[Entries taken from a collection]
=== Begin Enclosure ===

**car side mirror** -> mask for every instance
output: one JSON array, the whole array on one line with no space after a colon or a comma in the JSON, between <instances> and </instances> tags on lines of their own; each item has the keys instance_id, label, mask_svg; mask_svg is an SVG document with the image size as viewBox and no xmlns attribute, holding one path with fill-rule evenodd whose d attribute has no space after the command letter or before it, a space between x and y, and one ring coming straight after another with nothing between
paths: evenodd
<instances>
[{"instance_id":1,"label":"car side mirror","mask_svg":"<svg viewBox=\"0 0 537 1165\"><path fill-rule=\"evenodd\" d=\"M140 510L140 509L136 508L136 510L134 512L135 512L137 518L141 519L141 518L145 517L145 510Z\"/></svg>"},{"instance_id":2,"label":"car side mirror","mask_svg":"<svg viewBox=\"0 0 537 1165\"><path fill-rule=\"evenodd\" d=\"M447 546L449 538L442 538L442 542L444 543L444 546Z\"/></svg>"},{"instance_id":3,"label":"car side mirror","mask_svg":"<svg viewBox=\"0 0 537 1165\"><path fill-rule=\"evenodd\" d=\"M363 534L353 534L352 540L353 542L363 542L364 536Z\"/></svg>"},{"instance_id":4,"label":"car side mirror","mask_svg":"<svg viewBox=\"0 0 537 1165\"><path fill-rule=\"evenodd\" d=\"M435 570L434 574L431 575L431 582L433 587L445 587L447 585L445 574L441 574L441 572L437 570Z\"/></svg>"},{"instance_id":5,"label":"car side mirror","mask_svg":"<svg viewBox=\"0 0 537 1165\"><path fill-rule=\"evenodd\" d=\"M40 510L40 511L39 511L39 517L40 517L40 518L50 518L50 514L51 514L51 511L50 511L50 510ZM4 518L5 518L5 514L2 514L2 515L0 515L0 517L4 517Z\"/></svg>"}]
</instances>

=== End Enclosure ===

| PROBLEM |
Reproduce the records above exactly, from the first line through the line containing "output: one JSON", and output nothing else.

| REPLY TO THE EXERCISE |
**car side mirror** -> mask for every instance
output: one JSON array, the whole array on one line with no space after a colon or a comma in the JSON, between <instances> and </instances> tags on lines of their own; each item has the keys instance_id, label, mask_svg; mask_svg is an SVG document with the image size as viewBox and no xmlns attribute, holding one path with fill-rule evenodd whose d attribute has no space after the command letter or before it, a space between x and y, and one ring coming straight after another with nothing between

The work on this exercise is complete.